-- SUPPLIED ENTRIES follows --

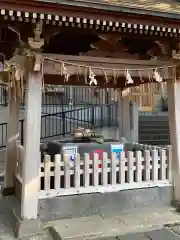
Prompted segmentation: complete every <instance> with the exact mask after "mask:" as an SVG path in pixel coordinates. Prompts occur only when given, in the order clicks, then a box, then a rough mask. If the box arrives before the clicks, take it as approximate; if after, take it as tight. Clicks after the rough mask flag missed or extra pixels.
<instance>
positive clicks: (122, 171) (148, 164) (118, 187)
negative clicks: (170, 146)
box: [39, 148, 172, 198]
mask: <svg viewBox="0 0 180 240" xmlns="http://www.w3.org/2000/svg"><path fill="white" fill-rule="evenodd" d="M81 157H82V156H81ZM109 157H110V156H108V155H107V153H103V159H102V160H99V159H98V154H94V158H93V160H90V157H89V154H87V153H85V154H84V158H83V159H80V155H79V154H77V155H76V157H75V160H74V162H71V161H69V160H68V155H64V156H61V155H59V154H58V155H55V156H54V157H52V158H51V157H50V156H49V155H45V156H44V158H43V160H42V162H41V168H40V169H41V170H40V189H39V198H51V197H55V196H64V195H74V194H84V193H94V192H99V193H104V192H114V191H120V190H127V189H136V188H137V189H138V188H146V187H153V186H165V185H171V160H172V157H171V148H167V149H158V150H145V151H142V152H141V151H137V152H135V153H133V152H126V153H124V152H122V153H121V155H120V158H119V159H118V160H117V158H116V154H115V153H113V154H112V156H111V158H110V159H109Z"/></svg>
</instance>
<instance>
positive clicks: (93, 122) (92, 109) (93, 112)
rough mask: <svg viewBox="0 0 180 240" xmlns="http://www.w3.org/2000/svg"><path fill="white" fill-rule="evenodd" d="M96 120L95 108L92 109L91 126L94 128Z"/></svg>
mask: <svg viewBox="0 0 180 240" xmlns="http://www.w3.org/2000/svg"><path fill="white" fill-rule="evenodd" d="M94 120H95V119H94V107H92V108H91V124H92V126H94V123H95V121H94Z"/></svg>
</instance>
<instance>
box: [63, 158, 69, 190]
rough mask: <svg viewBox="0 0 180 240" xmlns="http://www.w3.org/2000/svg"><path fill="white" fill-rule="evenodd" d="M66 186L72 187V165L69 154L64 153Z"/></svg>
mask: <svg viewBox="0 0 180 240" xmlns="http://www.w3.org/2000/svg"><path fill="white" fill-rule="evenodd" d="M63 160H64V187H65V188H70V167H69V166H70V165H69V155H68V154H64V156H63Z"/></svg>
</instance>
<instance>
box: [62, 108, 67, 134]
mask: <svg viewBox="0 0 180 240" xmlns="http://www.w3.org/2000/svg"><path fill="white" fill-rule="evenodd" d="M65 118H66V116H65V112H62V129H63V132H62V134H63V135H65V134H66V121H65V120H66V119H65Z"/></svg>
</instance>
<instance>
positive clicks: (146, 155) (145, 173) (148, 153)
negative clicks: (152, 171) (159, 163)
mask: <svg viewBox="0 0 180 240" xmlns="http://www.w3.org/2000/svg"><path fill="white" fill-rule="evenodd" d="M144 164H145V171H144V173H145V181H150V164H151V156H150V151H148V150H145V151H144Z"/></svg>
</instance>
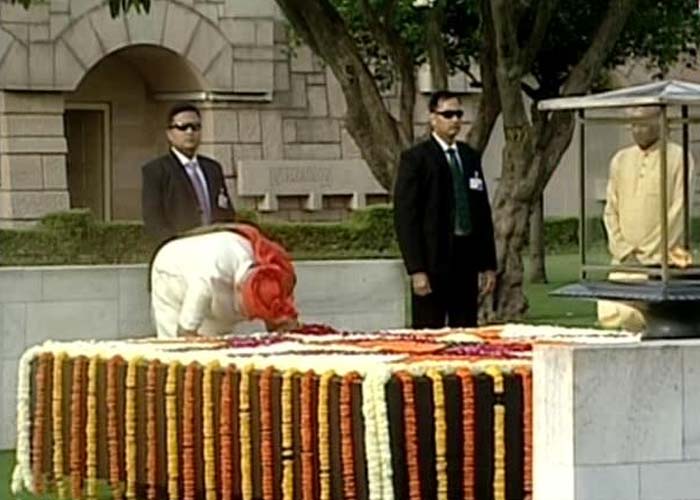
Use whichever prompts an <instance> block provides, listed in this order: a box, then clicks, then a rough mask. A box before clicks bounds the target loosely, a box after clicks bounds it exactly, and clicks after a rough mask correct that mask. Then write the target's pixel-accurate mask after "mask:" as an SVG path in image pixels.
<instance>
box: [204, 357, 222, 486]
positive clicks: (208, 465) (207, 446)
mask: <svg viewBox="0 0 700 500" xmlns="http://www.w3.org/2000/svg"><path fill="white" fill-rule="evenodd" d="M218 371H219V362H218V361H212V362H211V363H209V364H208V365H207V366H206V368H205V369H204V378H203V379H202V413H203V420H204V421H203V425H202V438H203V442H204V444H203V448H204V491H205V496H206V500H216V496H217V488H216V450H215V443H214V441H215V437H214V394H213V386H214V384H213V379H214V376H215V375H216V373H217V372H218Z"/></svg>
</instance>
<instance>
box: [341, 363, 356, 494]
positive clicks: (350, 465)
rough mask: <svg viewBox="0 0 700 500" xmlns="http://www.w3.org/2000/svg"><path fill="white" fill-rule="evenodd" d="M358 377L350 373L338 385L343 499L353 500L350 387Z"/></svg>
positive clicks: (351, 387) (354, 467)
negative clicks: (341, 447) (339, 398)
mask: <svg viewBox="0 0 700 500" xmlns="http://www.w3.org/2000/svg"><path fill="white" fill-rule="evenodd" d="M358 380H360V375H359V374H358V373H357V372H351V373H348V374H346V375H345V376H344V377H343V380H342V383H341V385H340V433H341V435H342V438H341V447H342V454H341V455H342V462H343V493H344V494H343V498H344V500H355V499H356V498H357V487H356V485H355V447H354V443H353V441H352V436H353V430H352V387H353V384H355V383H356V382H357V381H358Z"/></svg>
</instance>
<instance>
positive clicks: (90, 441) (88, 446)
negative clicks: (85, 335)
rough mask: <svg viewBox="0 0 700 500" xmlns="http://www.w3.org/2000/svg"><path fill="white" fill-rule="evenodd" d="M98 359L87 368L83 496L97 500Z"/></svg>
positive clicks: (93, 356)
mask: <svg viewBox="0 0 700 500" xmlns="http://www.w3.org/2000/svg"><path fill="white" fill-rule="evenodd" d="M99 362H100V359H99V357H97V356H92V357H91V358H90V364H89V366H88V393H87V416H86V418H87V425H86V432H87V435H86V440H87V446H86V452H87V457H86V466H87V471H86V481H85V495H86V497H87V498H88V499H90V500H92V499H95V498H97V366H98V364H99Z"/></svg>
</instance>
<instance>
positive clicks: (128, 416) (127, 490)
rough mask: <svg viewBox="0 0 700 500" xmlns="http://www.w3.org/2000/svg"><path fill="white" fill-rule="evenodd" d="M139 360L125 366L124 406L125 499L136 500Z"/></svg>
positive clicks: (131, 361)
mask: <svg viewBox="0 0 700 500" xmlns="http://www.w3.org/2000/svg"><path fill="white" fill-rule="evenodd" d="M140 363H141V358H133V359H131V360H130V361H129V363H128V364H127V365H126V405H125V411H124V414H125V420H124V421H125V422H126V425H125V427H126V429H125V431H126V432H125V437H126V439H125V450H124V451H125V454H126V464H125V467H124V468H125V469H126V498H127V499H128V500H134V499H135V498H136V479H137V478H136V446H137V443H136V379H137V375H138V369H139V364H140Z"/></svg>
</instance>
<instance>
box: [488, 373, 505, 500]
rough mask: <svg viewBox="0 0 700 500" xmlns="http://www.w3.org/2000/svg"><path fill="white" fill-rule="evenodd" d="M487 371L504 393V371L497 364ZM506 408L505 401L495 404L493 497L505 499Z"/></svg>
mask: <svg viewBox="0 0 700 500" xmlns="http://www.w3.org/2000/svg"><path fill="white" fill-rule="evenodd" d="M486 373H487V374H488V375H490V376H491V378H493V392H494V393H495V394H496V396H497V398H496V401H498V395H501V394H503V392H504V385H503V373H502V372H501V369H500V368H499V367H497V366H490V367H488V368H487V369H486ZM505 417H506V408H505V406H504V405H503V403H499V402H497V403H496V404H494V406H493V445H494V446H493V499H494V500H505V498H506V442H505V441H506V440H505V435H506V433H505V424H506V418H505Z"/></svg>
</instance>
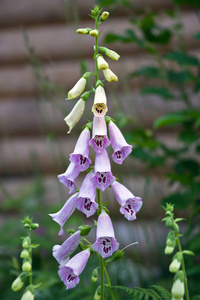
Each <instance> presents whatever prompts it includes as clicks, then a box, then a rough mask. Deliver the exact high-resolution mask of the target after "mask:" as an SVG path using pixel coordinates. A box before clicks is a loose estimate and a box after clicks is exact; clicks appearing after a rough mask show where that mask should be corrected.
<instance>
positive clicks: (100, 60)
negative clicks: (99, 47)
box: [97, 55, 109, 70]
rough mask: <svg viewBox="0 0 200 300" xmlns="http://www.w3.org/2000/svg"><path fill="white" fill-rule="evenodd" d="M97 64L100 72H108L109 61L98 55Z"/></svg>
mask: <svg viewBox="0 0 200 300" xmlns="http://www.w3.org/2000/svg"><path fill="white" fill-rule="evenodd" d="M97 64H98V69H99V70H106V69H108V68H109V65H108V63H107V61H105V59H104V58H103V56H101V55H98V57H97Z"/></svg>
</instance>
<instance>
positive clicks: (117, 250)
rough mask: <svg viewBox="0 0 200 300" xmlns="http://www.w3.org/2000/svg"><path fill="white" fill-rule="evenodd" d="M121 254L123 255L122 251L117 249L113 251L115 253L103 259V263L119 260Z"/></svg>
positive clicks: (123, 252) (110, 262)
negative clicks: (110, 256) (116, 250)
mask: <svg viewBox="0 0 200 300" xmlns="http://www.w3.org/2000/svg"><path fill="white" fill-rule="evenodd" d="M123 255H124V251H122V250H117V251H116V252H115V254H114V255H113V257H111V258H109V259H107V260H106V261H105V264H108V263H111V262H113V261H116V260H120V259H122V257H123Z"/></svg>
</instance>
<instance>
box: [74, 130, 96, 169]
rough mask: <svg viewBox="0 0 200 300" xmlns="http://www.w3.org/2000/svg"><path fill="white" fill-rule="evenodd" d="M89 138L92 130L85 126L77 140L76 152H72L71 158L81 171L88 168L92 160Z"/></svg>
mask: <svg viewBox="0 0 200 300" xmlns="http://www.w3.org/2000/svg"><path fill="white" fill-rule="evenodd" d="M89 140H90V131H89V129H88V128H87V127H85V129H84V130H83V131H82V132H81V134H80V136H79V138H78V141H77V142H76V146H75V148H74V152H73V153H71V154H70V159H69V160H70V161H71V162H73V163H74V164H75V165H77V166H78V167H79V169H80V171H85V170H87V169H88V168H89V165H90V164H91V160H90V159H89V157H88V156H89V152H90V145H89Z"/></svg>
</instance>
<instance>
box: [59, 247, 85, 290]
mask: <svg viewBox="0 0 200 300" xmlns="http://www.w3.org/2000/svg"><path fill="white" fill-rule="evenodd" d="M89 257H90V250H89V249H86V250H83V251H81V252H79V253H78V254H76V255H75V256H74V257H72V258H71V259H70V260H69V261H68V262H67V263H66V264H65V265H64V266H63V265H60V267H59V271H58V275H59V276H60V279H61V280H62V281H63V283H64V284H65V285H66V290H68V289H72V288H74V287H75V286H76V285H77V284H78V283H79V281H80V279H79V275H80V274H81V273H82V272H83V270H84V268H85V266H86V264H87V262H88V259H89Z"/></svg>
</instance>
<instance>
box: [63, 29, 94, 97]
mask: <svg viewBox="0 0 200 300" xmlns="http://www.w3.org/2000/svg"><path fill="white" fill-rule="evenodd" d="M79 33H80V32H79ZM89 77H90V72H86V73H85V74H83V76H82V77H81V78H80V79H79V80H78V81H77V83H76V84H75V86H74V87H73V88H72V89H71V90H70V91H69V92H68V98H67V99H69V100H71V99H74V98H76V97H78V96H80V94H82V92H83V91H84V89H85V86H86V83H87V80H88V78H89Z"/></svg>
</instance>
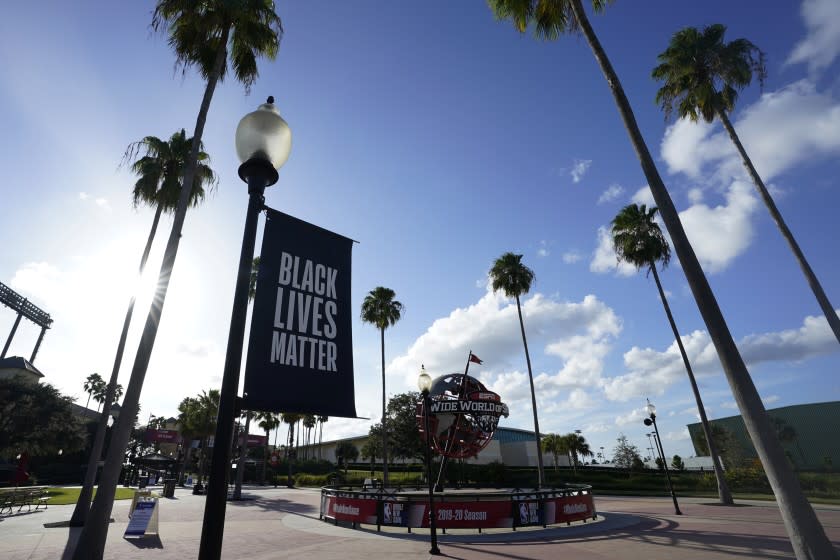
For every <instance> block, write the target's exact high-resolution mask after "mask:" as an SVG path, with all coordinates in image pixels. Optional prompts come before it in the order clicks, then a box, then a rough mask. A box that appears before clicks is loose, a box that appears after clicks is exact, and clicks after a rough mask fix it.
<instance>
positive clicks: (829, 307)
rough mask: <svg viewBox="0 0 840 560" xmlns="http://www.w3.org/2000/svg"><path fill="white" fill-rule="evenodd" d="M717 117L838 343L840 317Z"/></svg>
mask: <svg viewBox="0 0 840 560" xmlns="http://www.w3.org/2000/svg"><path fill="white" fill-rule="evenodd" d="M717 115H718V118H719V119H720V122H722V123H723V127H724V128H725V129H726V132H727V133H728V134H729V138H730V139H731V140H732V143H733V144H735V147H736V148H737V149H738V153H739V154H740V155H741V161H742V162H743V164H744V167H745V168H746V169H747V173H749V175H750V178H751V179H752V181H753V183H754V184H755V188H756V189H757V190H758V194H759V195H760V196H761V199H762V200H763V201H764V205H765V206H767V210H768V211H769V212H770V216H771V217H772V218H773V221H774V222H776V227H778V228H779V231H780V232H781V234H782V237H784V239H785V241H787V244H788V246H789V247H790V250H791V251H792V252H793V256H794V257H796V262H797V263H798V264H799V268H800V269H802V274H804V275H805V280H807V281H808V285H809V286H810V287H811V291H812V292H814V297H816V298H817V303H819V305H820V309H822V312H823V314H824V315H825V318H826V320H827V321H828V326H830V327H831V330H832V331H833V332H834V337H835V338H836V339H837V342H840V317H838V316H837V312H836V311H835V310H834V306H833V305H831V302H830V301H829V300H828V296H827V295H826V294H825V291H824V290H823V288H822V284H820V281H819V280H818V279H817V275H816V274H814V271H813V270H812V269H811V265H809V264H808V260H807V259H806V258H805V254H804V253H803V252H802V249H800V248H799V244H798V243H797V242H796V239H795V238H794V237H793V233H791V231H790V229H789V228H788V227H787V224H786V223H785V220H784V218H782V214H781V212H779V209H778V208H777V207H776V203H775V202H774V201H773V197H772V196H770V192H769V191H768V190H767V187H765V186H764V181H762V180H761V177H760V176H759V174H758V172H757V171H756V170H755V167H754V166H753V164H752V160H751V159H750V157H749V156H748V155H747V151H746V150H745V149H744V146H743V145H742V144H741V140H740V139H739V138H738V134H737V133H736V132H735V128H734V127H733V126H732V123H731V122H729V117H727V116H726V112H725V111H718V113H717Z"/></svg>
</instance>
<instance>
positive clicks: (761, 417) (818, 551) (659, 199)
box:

-- SUPPLIED ENTRIES concluded --

● TASK DIRECTIONS
Please copy the lines in the records above between the one holding "Use whichever prompts" and the one holding "box: [204, 357, 222, 486]", inclusive, exactly and with no other line.

● YOUR SOLUTION
Use whichever prompts an <instance> block provides, listed in this order: a box, then clicks, then a rough mask. A box before clicks bounds the target loosely, a box after clicks bounds it exactly, and clicks after a rough mask correct that mask. Then write the target's pixel-accurate mask after "mask:" as an SVG path in image pixels.
<instance>
box: [204, 357, 222, 486]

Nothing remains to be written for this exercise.